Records
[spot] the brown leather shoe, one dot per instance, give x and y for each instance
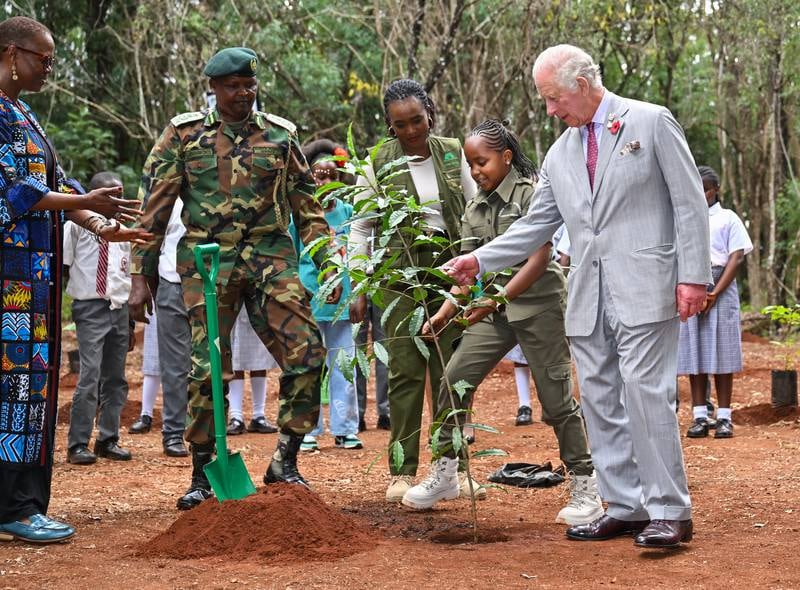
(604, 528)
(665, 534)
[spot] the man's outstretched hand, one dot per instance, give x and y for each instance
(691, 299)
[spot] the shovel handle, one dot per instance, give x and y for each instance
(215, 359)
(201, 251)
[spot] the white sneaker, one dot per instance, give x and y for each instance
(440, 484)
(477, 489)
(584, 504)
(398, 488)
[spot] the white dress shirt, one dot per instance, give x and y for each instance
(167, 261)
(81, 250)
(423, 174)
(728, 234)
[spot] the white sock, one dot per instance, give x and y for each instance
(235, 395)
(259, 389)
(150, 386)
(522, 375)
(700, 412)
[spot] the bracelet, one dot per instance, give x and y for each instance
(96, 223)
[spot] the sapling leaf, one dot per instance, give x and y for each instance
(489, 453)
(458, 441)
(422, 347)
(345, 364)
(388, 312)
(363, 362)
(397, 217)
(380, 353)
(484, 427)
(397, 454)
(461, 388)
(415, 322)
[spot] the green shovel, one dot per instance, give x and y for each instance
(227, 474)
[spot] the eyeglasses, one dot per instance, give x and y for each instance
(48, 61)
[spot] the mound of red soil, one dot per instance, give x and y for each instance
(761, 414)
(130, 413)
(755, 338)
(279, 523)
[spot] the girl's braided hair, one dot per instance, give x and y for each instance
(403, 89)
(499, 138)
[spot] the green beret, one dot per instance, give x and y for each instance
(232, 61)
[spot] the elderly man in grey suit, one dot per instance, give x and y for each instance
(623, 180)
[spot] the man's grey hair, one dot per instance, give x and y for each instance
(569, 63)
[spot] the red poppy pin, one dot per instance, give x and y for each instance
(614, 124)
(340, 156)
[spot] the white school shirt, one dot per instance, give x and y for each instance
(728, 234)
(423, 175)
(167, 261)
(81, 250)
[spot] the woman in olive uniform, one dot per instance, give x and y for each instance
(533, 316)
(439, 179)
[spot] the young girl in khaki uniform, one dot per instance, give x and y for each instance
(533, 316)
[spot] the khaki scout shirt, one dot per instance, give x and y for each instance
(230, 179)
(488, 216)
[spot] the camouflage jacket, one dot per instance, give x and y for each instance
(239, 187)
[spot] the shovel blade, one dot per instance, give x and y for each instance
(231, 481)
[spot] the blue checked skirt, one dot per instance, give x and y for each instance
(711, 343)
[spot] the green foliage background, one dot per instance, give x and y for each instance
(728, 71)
---
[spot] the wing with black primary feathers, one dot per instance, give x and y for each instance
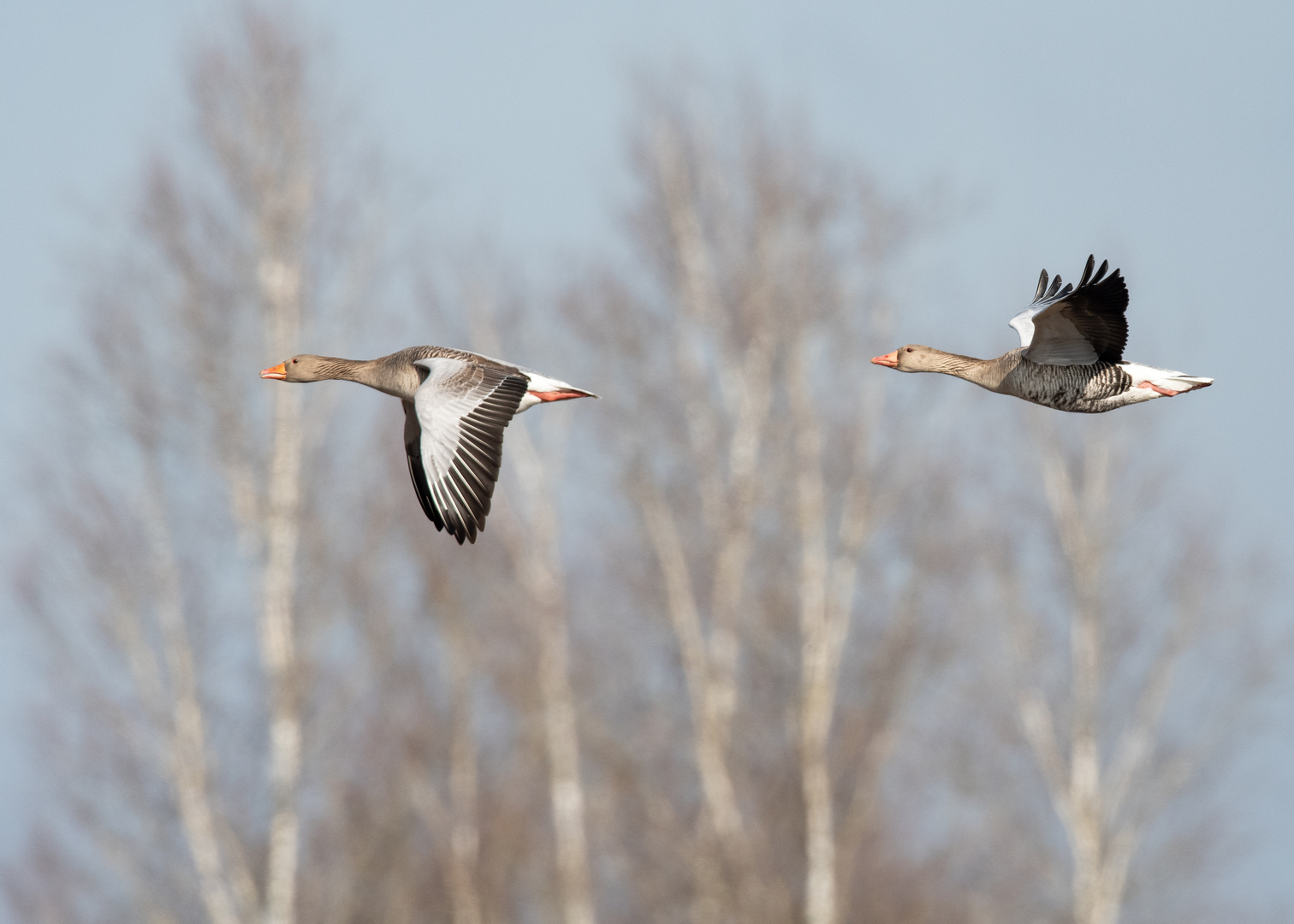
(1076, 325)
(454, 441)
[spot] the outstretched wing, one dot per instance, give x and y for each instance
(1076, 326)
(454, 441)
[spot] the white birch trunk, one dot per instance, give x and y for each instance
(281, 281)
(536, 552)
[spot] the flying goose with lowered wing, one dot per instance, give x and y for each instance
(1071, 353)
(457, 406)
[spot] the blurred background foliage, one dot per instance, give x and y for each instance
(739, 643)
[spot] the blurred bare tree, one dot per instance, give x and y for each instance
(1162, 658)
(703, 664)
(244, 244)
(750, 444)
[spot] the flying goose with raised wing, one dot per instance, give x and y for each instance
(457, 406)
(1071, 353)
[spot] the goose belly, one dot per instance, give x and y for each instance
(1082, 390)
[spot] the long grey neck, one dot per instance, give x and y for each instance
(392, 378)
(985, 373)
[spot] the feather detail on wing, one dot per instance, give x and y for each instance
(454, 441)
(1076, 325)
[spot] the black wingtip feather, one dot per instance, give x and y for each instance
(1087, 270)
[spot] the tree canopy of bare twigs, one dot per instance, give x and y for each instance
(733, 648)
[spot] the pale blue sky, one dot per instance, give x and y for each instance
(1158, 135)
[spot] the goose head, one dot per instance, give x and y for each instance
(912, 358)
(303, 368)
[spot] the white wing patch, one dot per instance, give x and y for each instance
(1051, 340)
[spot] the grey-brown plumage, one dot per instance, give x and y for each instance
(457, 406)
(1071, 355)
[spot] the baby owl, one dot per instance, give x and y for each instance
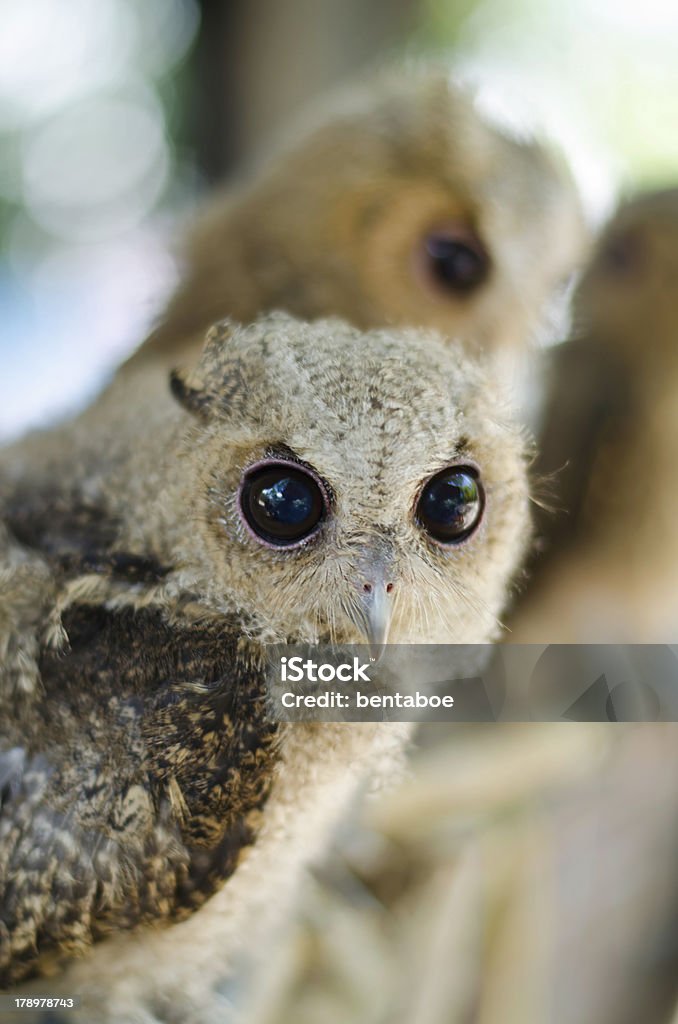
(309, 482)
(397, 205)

* _WHAT NEEDS TO BE DONE_
Copy the stretch of the data above from the line containing "[spot] the white birch" through the line containing "(1082, 390)", keeping every character unchanged.

* _PROBLEM SOLUTION_
[spot] the white birch trunk, one dot per instance, give x and y for each instance
(281, 281)
(536, 552)
[spot] the flying goose with lowered wing, one dot per instance, give x and y for each instance
(1071, 353)
(457, 406)
[spot] the blurred background foliage, one dot per instance, give x and y for each instance
(739, 643)
[spot] the blurred bare tree, one dot per instance, give x and y for each instance
(1162, 658)
(703, 664)
(244, 244)
(750, 444)
[spot] the flying goose with raised wing, one dot per instance, give x and y for each instance
(457, 406)
(1071, 353)
[spot] the goose belly, one dot per instance, give x and y for each instance
(1082, 390)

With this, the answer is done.